— START PAGE —
Cole's new book is a great introduction to the struggles we face and how we might learn to grow from them. Some of the material has appeared on his blog, so if you have been reading him for any time, you know what he is about.
The Furies download page. It's free!
Here is a little snip from the book, to give you a sense of what you get in this fine book:
Bad things happen to good people. They are unable to control the events and are rendered helpless. They are sad more for themselves than for their loss. They struggle to accommodate violations to their core beliefs and self-concepts and suffer trauma. If we see the suffering, how do we respond? If we have no response, we turn away. We are at least apathetic, indifferent to our empathy, or perhaps somewhat psychopathic, without empathy.Cole brings together mind science, spiritual practice, and daily wisdom to his explication of how we handle emotional pain (or fail to) and how we can grow from the hardest experiences in our lives.
If we respond with rage, we turn against. We demand that others stop suffering and atone for the pain they cause us. We hold them in contempt. We are mad at their madness. We are cruel, egotistic and perhaps narcissistic. Rage at helplessness is the negation of empathy.
— END PAGE —
• EXERCISES TO COMPLETE:
A. In the review of Cole's book, what three things does Cole bring together in explaining how we handle emotional pain?
B. Carry on the review of Cole's book from its last sentence.
— START INFORMATION SHOWN —
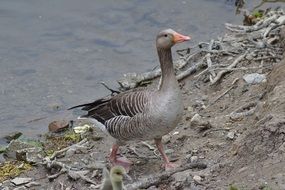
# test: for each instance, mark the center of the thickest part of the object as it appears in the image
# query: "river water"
— END INFORMATION SHOWN —
• ANSWERS TO THE EXERCISE:
A. Mind science, spiritual practice, and daily wisdom.

B.
What if we turn towards the victim and also towards our own empathy?
Pity and compassion are behaviors and emotions evoked by the suffering of others. The difference between the two is the way we practice our response. If we respond with sadness, we risk offering only pity. If instead, we respond with generosity and love (joy in a sense), then we offer compassion. Do we respond to their helplessness with helplessness or with caring action? Do we respond with rigid prescription or empathic coaching? With egotistic defense or with unguarded attunement?
We can offer pity to individuals, families, groups, cities, societies, etc. We can only offer compassion to one person at a time. For compassion to be compassion, the person suffering must feel felt and we must suffer with them. If we defend against our internal experience of their pain, we compromise our practice of compassion.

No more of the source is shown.